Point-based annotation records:
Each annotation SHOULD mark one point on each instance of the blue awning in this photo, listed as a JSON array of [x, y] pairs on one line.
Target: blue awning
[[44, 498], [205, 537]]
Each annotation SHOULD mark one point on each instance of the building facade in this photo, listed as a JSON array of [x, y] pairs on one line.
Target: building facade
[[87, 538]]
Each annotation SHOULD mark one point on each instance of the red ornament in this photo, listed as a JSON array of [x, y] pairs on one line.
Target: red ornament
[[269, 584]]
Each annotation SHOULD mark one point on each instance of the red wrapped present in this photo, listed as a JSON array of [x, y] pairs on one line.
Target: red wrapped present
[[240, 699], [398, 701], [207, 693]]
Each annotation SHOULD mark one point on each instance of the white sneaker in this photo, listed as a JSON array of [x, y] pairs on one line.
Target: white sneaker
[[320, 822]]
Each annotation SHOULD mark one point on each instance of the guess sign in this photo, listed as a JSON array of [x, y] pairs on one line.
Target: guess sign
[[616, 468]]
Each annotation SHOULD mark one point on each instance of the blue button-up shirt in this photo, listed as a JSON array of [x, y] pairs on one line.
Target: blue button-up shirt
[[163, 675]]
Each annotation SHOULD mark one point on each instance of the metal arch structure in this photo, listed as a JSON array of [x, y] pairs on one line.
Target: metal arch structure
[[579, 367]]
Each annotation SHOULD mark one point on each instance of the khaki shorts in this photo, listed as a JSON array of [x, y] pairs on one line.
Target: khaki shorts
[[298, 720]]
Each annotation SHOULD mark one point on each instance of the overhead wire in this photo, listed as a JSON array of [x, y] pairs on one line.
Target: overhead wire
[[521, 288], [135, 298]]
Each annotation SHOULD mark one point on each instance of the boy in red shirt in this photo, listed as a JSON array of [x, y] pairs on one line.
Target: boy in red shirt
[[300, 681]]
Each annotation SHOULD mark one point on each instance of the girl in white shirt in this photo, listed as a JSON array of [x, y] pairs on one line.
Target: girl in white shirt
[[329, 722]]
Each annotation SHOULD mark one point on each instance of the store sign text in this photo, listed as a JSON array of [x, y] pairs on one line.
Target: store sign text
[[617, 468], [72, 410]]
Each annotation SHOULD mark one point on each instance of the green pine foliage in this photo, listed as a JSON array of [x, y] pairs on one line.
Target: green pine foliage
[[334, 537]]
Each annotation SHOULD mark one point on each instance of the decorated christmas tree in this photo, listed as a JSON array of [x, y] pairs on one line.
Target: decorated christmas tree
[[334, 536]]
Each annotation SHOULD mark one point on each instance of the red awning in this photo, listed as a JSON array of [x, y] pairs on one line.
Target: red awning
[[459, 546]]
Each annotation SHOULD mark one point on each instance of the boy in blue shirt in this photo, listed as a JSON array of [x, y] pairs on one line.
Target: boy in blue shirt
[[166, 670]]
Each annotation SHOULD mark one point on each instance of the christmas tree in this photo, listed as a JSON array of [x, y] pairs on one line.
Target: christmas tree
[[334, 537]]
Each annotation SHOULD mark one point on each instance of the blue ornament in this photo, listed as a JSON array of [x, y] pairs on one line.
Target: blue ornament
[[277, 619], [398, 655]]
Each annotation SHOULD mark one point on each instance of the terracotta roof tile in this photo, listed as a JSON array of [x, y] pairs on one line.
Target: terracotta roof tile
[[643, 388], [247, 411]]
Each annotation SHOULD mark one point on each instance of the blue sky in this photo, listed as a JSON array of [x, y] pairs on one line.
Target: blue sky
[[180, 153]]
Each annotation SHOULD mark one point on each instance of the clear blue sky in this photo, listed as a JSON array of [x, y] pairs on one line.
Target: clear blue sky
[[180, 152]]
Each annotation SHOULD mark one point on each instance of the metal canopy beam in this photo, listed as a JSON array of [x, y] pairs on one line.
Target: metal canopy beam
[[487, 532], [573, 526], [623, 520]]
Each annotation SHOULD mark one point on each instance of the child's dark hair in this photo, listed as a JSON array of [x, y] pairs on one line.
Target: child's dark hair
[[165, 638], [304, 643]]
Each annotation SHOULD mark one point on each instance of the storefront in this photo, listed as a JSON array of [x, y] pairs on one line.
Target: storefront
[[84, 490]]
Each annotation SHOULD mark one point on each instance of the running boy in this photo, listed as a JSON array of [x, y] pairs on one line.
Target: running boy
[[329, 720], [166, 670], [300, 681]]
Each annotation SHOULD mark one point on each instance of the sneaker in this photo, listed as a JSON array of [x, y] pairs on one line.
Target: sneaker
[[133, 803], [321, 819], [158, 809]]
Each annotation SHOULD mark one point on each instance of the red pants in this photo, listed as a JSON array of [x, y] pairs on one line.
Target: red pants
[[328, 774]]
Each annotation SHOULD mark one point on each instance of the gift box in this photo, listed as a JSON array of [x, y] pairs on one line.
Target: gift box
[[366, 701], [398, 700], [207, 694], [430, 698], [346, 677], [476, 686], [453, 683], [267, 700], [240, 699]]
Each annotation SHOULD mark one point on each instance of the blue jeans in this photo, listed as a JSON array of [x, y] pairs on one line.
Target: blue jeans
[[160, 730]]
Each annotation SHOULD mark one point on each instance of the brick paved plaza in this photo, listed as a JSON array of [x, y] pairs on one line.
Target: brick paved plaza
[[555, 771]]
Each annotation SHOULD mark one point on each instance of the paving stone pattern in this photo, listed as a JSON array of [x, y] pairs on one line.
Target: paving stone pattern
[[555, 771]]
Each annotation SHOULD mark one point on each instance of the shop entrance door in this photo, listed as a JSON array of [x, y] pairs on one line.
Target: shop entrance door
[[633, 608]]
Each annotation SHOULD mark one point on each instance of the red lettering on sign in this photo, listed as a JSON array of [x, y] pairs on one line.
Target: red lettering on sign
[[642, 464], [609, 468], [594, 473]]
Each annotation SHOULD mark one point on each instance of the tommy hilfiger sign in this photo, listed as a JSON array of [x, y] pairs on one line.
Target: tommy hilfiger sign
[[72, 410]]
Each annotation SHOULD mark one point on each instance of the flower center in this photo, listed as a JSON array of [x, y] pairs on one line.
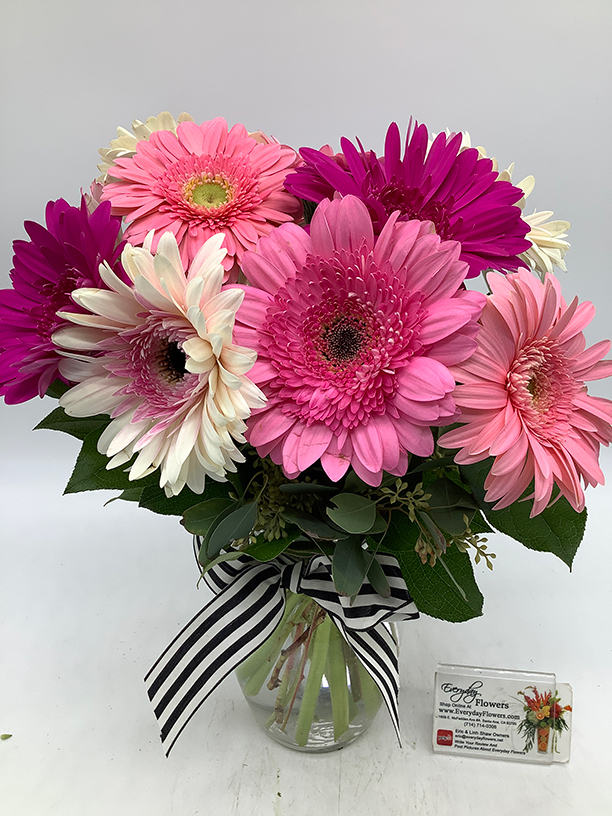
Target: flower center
[[410, 202], [171, 360], [208, 192], [342, 341], [542, 387]]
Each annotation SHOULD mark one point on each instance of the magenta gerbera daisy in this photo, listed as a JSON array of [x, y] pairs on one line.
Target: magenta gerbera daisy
[[201, 181], [523, 397], [354, 336], [46, 269], [454, 188]]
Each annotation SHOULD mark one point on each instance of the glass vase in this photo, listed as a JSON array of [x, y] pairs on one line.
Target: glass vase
[[305, 685]]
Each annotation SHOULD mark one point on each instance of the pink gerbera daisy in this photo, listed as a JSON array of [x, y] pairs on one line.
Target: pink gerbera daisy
[[58, 258], [455, 189], [523, 395], [202, 181], [354, 336]]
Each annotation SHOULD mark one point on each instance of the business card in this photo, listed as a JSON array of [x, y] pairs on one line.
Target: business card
[[501, 714]]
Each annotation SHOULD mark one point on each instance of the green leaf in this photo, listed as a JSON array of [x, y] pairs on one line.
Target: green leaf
[[432, 464], [354, 513], [56, 389], [349, 566], [353, 484], [379, 526], [131, 494], [558, 529], [155, 499], [199, 518], [238, 524], [266, 550], [231, 556], [378, 579], [90, 471], [80, 427], [478, 524], [313, 526], [448, 589], [436, 534]]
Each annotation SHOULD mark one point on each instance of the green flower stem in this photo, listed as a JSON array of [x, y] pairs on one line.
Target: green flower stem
[[318, 657], [335, 671], [257, 666], [353, 667]]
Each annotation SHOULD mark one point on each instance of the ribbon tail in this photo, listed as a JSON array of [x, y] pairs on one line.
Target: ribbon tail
[[377, 649], [223, 634]]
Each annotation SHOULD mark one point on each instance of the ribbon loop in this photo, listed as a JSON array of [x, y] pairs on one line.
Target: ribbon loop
[[249, 604]]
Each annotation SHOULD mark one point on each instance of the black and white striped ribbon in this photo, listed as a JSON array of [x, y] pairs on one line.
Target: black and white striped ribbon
[[249, 604]]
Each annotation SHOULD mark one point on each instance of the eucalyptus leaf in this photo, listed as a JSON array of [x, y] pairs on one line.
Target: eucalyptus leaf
[[349, 566], [559, 529], [231, 556], [313, 526], [432, 464], [353, 484], [448, 589], [238, 524], [90, 471], [199, 518], [154, 498], [452, 520], [378, 579], [444, 494], [353, 513], [80, 427], [436, 534], [266, 550], [131, 494]]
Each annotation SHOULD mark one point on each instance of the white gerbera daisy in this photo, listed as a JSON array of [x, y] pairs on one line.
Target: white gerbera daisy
[[124, 145], [548, 246], [168, 373]]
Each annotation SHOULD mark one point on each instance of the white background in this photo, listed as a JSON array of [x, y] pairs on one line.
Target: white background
[[91, 595]]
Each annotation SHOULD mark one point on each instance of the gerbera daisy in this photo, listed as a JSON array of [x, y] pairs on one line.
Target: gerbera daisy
[[523, 397], [57, 259], [202, 181], [167, 370], [354, 337], [453, 187], [125, 144]]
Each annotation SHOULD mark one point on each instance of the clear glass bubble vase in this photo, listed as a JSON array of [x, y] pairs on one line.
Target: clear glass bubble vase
[[305, 685]]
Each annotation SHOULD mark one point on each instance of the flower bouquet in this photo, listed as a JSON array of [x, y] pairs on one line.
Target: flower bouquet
[[284, 350], [543, 713]]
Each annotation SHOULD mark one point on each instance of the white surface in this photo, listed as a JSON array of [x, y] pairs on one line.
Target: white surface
[[91, 595]]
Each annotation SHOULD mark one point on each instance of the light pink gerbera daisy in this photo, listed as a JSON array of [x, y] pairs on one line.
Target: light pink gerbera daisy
[[201, 181], [523, 395], [354, 336], [165, 365]]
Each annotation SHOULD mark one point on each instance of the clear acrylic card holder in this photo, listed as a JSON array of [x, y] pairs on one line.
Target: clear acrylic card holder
[[501, 714]]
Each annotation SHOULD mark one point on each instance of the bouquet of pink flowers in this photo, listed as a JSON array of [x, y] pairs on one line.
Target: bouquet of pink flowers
[[283, 349]]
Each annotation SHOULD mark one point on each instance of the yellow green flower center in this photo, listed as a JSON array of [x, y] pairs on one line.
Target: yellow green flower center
[[209, 193]]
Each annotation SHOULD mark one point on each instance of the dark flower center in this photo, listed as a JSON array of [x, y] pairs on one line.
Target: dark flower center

TASK REQUIREMENTS: Give the records as a Markdown table with columns "Row" and "Line", starting at the first line and ending at the line containing "[[269, 584]]". Number each line in order and leave out any blank lines.

EXERCISE OUTPUT:
| Row | Line |
|---|---|
| 1 | Each annotation SHOULD mark one point on each instance of the blue awning in this photo, listed as a JSON array of [x, y] pairs on one line. |
| 2 | Target: blue awning |
| 3 | [[44, 498], [205, 537]] |
| 4 | Each annotation SHOULD mark one point on each instance of the building facade in this photo, listed as a JSON array of [x, y] pairs on one line. |
| 5 | Target: building facade |
| 6 | [[87, 538]] |
| 7 | Each annotation SHOULD mark one point on each instance of the red ornament in this photo, listed as a JSON array of [x, y] pairs on one line. |
| 8 | Target: red ornament |
| 9 | [[269, 584]] |